#### [PROVIDED MATERIAL]
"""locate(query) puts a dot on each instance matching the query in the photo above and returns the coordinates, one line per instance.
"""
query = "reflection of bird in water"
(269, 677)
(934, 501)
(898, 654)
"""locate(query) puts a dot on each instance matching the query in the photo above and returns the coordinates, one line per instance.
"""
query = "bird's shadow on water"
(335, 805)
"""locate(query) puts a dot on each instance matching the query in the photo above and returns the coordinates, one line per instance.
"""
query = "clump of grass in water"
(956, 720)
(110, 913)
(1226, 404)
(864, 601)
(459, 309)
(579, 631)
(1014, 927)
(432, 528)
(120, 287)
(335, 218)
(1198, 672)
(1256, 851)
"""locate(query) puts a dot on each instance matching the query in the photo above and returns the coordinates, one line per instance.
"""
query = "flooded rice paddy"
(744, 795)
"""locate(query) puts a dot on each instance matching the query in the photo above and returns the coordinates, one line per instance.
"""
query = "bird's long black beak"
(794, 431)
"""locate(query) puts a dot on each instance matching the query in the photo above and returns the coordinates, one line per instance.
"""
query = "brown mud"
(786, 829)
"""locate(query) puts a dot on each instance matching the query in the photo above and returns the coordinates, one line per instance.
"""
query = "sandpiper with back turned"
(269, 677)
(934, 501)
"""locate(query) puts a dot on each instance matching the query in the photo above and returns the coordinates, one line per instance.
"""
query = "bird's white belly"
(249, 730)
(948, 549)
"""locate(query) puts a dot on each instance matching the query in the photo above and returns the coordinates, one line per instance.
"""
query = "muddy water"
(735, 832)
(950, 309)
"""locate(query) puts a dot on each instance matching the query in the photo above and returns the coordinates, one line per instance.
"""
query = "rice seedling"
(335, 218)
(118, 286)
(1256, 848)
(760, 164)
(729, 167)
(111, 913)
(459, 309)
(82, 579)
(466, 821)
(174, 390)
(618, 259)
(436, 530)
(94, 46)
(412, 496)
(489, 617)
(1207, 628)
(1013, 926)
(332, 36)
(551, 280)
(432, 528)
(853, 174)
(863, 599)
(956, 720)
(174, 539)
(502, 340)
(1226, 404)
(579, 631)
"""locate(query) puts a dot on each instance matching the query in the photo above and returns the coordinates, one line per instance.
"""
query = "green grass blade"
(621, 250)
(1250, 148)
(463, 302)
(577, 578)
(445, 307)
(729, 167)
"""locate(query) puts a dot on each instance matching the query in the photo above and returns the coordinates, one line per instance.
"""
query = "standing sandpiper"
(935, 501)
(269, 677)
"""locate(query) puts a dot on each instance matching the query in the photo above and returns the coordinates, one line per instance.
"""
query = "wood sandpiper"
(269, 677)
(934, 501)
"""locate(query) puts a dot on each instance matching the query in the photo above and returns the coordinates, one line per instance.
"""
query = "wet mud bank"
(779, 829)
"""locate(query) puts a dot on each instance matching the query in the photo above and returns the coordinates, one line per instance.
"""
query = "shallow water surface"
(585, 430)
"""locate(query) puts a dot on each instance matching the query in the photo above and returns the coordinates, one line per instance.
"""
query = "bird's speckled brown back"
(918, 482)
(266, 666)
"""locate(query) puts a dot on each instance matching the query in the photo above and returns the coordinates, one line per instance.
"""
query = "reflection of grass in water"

#### [WRITTEN PROBLEM]
Tally the lines in the data above that contain the string "grass", matching case exactly, and give only the count.

#### [EXERCISE OUTPUT]
3